Copy all entries without alteration and skip the pictures they hold.

━━━━━━━━━━━━━━━━━━━━

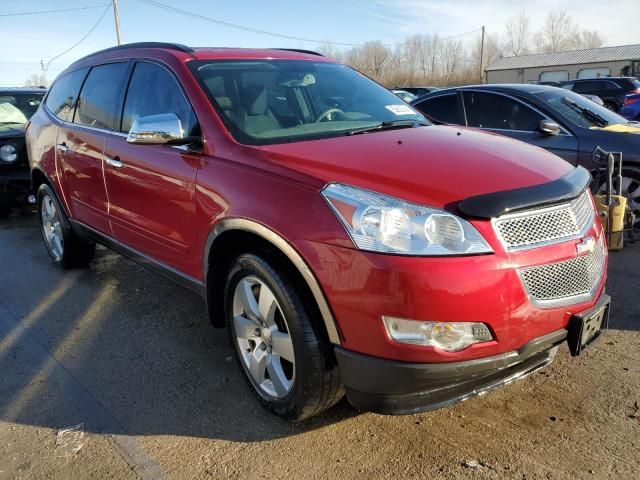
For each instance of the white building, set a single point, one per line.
(544, 67)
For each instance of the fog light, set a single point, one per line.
(447, 336)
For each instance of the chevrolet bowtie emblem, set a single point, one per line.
(587, 245)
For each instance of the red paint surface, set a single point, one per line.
(165, 201)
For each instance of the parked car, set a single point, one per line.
(352, 247)
(631, 107)
(594, 98)
(611, 90)
(558, 120)
(406, 96)
(419, 91)
(16, 106)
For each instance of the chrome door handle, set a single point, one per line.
(114, 162)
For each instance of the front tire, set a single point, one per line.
(65, 247)
(283, 359)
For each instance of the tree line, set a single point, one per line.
(429, 59)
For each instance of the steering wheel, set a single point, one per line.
(327, 113)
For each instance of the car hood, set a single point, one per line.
(11, 130)
(435, 165)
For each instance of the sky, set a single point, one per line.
(33, 38)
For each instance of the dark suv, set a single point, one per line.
(611, 90)
(16, 107)
(347, 243)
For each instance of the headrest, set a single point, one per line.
(224, 103)
(254, 99)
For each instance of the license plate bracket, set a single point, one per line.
(586, 327)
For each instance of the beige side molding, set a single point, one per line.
(291, 253)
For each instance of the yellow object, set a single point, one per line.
(618, 128)
(612, 217)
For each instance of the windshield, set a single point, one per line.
(580, 110)
(17, 108)
(278, 101)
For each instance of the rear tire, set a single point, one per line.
(65, 247)
(259, 298)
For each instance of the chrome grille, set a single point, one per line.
(566, 282)
(544, 226)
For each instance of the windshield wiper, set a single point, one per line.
(389, 125)
(586, 113)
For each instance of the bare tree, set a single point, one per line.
(330, 51)
(374, 55)
(558, 33)
(450, 59)
(37, 80)
(589, 39)
(517, 33)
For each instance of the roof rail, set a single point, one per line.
(126, 46)
(300, 50)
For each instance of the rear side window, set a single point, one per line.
(99, 96)
(152, 91)
(498, 112)
(63, 94)
(443, 108)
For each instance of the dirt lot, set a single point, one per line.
(132, 357)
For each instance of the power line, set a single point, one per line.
(240, 27)
(46, 66)
(18, 14)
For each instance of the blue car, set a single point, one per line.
(631, 107)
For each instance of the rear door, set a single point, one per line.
(81, 143)
(515, 118)
(151, 188)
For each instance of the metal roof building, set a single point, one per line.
(589, 63)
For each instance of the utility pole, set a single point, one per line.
(116, 15)
(482, 57)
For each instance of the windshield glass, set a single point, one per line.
(278, 101)
(580, 110)
(17, 108)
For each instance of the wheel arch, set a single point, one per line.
(233, 236)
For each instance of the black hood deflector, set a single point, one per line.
(491, 205)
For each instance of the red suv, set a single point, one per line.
(348, 245)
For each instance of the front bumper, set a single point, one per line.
(15, 185)
(393, 387)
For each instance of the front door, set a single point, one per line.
(80, 145)
(151, 188)
(512, 117)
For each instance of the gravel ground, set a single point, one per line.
(131, 357)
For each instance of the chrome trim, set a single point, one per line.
(570, 300)
(290, 252)
(113, 162)
(539, 211)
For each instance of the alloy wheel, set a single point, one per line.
(263, 338)
(51, 227)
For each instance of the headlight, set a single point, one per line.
(447, 336)
(379, 223)
(8, 153)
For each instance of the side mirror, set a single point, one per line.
(548, 127)
(156, 129)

━━━━━━━━━━━━━━━━━━━━

» FULL ANSWER
For each instance of the white building, set a single point, one per line.
(544, 67)
For each instance of the fog light, set a single point, one per line.
(447, 336)
For each instance of the chevrolet bowtie emblem, set a single point, one per line.
(587, 245)
For each instance of the red paint surface, set a single point, one per line.
(165, 201)
For each instance of the parked car, set a single point, one per line.
(352, 247)
(631, 107)
(594, 98)
(611, 90)
(558, 120)
(406, 96)
(419, 91)
(16, 106)
For each instance of the chrome door handle, set a single point, one per line.
(114, 162)
For each instance of the front tire, set a single point, one per line.
(65, 247)
(283, 359)
For each instance of the tree line, set a single point, one per line.
(429, 59)
For each instance of the steering wheel, set a single point, one per line.
(327, 113)
For each instance of the car hood, set a single point, one per line.
(11, 130)
(435, 165)
For each instance of the sky, set a single point, one per line.
(33, 38)
For each instance of the dark suv, set a single point, one per line.
(611, 90)
(16, 107)
(347, 243)
For each instance of the headrest, set a single point, one per line.
(224, 103)
(254, 99)
For each instance of the license plate bracket, set a single point, one per line.
(586, 327)
For each instance of the beige side molding, set a single point, one per line.
(291, 253)
For each instance of the yellow object, set a single point, one per line.
(618, 128)
(612, 217)
For each instance of the windshield, set a single point, one per line.
(580, 110)
(17, 108)
(278, 101)
For each instance of the rear tire, set a single point, one per line.
(65, 247)
(259, 298)
For each instance of the chrome grille, set a single point, one per line.
(566, 282)
(544, 226)
For each instance of the windshield wiper, set a single point, one per line.
(389, 125)
(586, 113)
For each instance of the bare tree, set a single point, one per line.
(330, 51)
(374, 55)
(558, 33)
(450, 59)
(37, 80)
(589, 39)
(517, 33)
For each instance of the roof rail, set a single point, one per line.
(126, 46)
(300, 50)
For each instance of the rear side window, set a single point, one per line.
(99, 96)
(152, 91)
(498, 112)
(63, 94)
(443, 108)
For each instance of the dirt lot, set a single point, one per line.
(132, 357)
For each instance of the power line, set a single point, one per line.
(240, 27)
(46, 66)
(18, 14)
For each instance of the blue car, set a single point, one per line.
(631, 107)
For each instance of the rear door, set a single point, one per line.
(81, 143)
(515, 118)
(151, 188)
For each instance of the metal roof building, set a single point, one per line.
(589, 63)
For each instance of the utility pole, set a single point, one per line.
(116, 15)
(482, 57)
For each instance of the windshield glass, set a single point, one per line.
(278, 101)
(580, 110)
(17, 108)
For each instance of the wheel arch, set a single point, one per line.
(233, 236)
For each instance of the black hood deflector, set a single point, one per line.
(491, 205)
For each instance of the red suv, set a single point, one per line.
(348, 245)
For each instance of the front bumper, set a single point, one per line.
(15, 185)
(393, 387)
For each instance of the front door, set a single point, one per line.
(80, 145)
(151, 188)
(512, 117)
For each instance of the gravel ground, set a single point, one per line.
(131, 357)
For each instance of the chrome trim, set a single point, one per line.
(570, 300)
(290, 252)
(113, 162)
(539, 211)
For each instance of the alloy wheel, set a single point, one per line.
(263, 338)
(51, 227)
For each instance of the headlight, set a single point, one per line.
(447, 336)
(379, 223)
(8, 153)
For each instance of the side mirror, set a single point, one per line.
(548, 127)
(156, 129)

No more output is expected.